* _Tasks to carry out_:
• 1. Decide whether each statement below agrees with the article on the living-cell laser, answering yes or no and quoting the words of the article that settle it: (a) the light-emitting protein was first obtained from jellyfish; (b) the cells give off blue laser light; (c) the engineered cells were derived from human liver cells.
• 2. Carry on the article on the living-cell laser, picking up after its final sentence.

START Extract to read

Laser is produced by a living cell

By Jason Palmer
Science and technology reporter, BBC News

Image caption,
The single-cell lasers were less than 20 millionths of a metre across

A single living cell has been coaxed into producing laser light, researchers report in Nature Photonics.

The technique starts by engineering a cell that can produce a light-emitting protein that was first obtained from glowing jellyfish.

Flooding the resulting cells with weak blue light causes them to emit directed, green laser light.

The work may have applications in improved microscope imaging and light-based therapies.

Laser light differs from normal light in that it is of a narrow band of colours, with the light waves all oscillating together in synchrony.

Most modern forms use carefully engineered solid materials to produce lasers in everything from supermarket scanners to DVD players to industrial robots.

The new work, by Malte Gather and Seok Hyun Yun at the Wellman Center for Photomedicine at Massachusetts General Hospital in the US, marks the first time the phenomenon has been seen in a living system.

The pair used green fluorescent protein (GFP) as the laser's "gain medium", where light amplification takes place.

GFP is a well-studied molecule, first isolated from jellyfish, that has revolutionised biology by acting as a custom-made "torch" that can light up living systems on command.

In the new work, cells derived from human kidney cells were genetically engineered to produce GFP.

END Extract to read
START Dataset content

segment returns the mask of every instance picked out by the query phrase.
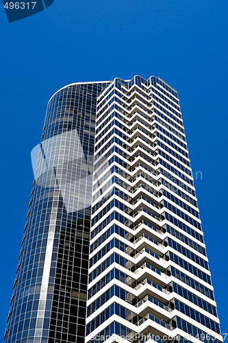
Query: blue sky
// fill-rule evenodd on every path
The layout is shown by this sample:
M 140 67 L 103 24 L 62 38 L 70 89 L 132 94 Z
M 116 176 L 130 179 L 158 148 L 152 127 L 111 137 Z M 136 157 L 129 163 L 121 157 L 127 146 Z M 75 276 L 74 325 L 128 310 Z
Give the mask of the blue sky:
M 55 0 L 1 31 L 1 269 L 5 331 L 49 97 L 72 82 L 161 78 L 177 90 L 223 333 L 227 285 L 226 0 Z M 228 338 L 227 338 L 228 340 Z

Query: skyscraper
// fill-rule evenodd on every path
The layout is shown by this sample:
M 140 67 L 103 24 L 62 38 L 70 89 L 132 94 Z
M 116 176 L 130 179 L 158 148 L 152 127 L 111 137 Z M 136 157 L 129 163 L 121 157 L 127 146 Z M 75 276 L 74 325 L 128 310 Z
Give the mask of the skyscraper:
M 223 341 L 177 94 L 155 77 L 51 99 L 5 342 L 112 335 Z

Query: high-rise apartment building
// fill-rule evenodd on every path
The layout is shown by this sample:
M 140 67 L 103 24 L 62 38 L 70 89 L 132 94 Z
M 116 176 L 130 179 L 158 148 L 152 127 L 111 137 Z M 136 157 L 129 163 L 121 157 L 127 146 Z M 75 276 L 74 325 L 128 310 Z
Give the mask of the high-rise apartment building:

END Dataset content

* _Answers_:
• 1.
(a) Yes: "a light-emitting protein that was first obtained from glowing jellyfish."
(b) No: "Flooding the resulting cells with weak blue light causes them to emit directed, green laser light."
(c) No: "cells derived from human kidney cells were genetically engineered to produce GFP."

• 2.
Bathed in light

The cells were then placed one at a time between two tiny mirrors, just 20 millionths of a metre across, which acted as the "laser cavity" in which light could bounce many times through the cell.

Upon bathing the cell with blue light, it could be seen to emit directed and intense green laser light.

The cells remained alive throughout and after the process. The authors note in an accompanying interview in the journal that the living system is a "self-healing" laser; if the light-emitting proteins are destroyed in the process, the cell will simply produce more.

"In cellular sensing, we may be able to detect intracellular processes with unprecedented sensitivity," they said.

"For light-based therapeutics, diagnosis and imaging, people think about how to deliver emission from an external laser source deep into tissue. Now we can approach this problem in another way: by amplifying light in the tissue (itself)."